| Task requirements |
Report the count of lines with "white" in the data below, and no other words.
━━ Provided records ━━
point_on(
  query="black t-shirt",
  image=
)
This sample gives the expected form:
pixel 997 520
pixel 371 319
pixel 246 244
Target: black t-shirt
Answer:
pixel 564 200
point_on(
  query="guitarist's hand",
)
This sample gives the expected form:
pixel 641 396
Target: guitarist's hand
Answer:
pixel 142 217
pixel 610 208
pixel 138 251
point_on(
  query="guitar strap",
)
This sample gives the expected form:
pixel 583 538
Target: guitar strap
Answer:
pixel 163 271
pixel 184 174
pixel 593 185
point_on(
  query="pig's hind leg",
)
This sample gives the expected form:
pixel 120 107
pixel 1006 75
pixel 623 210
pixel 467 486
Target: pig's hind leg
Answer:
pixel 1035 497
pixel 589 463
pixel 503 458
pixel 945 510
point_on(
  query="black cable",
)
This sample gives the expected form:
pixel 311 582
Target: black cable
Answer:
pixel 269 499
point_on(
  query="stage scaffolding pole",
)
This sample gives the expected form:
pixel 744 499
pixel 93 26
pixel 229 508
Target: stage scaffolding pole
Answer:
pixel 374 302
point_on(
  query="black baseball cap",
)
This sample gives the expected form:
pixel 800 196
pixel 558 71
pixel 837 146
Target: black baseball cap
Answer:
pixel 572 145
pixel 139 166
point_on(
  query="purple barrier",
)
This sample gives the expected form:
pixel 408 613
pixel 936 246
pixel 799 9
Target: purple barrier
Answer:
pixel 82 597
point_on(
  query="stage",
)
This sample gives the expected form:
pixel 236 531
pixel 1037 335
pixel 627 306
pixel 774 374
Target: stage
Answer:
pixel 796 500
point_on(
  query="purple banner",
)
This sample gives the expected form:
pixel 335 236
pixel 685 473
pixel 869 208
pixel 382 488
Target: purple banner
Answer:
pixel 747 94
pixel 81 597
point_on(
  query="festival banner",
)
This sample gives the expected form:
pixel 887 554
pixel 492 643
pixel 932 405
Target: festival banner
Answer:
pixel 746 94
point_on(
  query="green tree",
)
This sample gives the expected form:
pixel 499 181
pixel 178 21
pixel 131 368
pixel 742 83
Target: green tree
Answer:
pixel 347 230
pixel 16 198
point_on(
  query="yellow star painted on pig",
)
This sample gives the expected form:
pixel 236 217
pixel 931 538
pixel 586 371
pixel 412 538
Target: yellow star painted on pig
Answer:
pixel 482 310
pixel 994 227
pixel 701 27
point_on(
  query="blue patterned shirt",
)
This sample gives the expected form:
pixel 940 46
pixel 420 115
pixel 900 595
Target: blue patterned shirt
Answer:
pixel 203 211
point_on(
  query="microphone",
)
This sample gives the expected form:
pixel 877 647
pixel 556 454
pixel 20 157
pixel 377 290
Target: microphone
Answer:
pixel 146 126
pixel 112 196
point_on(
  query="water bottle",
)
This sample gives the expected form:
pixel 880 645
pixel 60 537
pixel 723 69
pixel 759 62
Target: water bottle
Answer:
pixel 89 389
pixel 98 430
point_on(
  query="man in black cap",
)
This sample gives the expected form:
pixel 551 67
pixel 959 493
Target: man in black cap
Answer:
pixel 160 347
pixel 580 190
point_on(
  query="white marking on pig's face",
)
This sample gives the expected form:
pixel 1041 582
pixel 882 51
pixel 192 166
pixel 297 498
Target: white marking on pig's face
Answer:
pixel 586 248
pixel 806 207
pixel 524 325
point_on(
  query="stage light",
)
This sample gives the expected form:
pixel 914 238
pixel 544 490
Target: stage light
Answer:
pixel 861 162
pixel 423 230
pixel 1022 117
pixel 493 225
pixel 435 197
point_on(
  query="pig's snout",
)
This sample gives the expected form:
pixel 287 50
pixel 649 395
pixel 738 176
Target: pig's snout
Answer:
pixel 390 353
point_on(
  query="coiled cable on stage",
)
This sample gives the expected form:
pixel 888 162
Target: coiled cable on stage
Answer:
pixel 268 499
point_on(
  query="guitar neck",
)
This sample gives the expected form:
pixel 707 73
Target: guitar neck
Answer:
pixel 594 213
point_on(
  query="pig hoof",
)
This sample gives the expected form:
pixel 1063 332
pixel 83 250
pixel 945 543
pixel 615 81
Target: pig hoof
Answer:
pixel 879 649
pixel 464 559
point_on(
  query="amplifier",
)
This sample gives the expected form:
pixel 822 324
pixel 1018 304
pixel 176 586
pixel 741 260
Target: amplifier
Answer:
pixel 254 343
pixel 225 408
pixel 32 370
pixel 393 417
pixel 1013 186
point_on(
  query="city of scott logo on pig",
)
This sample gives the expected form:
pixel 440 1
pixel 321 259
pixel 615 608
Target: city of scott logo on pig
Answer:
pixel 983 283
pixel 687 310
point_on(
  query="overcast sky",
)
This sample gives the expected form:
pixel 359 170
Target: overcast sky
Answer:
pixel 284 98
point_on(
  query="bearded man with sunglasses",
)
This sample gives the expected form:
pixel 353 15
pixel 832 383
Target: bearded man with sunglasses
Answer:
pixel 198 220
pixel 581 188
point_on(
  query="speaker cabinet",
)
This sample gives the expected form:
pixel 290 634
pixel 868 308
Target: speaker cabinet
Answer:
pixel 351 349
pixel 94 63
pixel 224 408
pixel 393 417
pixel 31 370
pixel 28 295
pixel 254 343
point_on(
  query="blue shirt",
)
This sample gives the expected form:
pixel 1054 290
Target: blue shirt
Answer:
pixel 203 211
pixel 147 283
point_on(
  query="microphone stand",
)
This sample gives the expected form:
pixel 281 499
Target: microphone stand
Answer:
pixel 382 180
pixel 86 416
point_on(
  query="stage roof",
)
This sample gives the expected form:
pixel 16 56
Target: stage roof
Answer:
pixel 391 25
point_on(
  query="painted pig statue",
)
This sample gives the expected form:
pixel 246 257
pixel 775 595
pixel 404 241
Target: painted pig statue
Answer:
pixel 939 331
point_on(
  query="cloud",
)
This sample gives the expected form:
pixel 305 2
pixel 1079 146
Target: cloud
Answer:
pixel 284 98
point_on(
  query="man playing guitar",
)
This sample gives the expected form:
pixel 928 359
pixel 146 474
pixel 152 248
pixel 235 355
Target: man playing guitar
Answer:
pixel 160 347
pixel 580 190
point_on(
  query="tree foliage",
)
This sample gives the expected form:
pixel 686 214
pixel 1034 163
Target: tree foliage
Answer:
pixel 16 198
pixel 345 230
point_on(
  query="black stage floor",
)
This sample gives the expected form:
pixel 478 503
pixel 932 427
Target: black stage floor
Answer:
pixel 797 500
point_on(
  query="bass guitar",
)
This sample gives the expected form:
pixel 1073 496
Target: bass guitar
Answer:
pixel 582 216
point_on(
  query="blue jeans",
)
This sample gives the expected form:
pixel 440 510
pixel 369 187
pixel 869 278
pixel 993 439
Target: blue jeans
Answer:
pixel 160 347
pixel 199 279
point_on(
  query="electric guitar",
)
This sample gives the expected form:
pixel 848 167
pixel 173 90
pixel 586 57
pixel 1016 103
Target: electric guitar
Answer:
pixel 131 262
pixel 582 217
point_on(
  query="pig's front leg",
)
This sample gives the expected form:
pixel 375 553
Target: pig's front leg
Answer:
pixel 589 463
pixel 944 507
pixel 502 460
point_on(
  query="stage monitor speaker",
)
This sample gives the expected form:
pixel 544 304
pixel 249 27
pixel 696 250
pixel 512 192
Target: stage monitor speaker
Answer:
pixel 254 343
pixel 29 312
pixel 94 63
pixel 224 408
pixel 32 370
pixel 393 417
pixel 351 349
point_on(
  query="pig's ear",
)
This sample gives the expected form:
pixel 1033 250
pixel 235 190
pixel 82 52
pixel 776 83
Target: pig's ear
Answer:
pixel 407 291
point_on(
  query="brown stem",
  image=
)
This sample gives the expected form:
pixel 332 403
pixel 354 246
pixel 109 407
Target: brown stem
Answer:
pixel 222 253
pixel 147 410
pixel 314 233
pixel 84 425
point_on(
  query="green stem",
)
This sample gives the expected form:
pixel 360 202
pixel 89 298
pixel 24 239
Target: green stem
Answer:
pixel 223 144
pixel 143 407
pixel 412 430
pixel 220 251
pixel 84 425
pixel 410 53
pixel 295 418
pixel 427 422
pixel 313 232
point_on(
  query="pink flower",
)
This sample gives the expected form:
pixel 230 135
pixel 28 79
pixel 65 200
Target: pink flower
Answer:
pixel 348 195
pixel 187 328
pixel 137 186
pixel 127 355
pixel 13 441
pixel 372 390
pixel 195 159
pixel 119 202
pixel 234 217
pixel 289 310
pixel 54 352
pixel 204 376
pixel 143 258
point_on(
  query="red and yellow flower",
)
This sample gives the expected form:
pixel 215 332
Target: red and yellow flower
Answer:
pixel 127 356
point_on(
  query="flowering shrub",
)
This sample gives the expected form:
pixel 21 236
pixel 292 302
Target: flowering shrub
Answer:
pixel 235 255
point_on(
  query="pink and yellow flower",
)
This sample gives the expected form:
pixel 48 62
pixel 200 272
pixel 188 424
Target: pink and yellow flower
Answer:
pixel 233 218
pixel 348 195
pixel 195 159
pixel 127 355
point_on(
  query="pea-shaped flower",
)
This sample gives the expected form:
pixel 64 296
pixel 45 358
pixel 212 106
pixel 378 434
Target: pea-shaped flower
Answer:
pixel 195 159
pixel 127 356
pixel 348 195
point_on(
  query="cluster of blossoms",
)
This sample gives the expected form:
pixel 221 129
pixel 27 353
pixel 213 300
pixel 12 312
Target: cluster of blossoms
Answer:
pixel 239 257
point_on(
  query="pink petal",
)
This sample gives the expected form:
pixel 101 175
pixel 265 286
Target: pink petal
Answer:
━━━
| Output for this task |
2